Task prompt. Look through the material below for "rugby". Copy every line that contains it.

Data to use.
#####

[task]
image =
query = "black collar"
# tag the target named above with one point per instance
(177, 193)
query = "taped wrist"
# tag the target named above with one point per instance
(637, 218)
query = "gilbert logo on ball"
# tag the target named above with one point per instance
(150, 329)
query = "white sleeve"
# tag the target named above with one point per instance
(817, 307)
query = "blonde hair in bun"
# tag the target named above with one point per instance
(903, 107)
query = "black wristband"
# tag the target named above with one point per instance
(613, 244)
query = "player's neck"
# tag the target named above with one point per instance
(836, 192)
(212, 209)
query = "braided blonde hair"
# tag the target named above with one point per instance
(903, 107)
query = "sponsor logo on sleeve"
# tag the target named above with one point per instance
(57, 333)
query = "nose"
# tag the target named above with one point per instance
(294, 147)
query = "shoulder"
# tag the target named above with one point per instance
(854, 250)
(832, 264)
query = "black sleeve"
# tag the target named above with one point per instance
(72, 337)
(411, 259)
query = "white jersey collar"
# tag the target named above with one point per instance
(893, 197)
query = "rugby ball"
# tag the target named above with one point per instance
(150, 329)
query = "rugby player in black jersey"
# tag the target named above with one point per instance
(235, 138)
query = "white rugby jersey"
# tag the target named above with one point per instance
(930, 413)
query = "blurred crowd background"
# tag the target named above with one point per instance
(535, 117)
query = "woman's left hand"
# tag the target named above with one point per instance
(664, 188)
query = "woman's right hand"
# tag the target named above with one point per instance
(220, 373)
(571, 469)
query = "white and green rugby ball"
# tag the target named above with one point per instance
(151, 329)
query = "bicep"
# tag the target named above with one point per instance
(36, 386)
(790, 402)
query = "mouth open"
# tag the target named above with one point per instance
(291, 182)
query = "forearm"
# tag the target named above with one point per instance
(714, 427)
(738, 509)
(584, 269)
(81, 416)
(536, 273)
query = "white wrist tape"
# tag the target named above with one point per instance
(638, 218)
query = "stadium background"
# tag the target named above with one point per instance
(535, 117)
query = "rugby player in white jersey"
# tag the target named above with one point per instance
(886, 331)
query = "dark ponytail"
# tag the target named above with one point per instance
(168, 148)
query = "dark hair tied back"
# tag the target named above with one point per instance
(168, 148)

#####

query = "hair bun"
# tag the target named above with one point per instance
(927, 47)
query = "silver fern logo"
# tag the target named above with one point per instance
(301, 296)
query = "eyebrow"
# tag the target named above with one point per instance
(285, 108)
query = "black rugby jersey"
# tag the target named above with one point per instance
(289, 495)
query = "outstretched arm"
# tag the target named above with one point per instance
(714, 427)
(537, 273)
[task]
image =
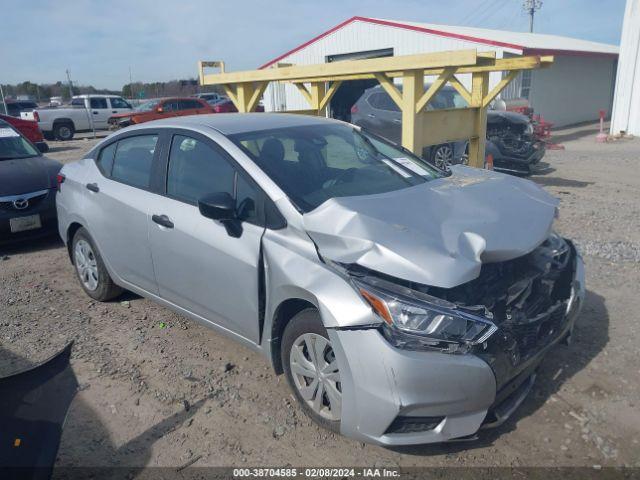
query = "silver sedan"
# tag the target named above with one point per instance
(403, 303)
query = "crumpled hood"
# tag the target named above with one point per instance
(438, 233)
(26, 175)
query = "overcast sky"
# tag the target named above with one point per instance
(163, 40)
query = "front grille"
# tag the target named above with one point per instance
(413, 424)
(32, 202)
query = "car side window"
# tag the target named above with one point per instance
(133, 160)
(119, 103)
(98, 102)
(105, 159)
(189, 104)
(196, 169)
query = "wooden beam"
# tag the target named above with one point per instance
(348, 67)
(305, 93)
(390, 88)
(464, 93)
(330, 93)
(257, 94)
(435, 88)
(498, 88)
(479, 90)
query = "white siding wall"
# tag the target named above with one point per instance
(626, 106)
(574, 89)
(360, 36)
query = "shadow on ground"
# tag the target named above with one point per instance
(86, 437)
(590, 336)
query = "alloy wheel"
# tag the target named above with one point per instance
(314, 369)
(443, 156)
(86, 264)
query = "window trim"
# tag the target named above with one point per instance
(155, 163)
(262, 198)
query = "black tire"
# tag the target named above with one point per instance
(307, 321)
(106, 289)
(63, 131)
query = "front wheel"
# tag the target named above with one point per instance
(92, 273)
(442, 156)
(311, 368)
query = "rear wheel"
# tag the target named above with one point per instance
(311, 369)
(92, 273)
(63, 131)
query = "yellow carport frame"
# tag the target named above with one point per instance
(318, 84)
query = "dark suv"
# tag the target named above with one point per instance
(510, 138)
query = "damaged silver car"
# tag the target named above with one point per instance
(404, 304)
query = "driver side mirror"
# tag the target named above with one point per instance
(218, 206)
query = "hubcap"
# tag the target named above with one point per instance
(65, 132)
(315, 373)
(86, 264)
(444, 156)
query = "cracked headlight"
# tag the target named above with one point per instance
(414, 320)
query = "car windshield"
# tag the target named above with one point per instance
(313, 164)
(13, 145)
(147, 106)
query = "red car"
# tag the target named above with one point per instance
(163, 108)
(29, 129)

#####

Task output.
query = "rugby ball"
query = "rugby player in black jersey"
query = "white rugby jersey"
query = "white and green rugby ball"
query = "rugby player in white jersey"
query = "black rugby jersey"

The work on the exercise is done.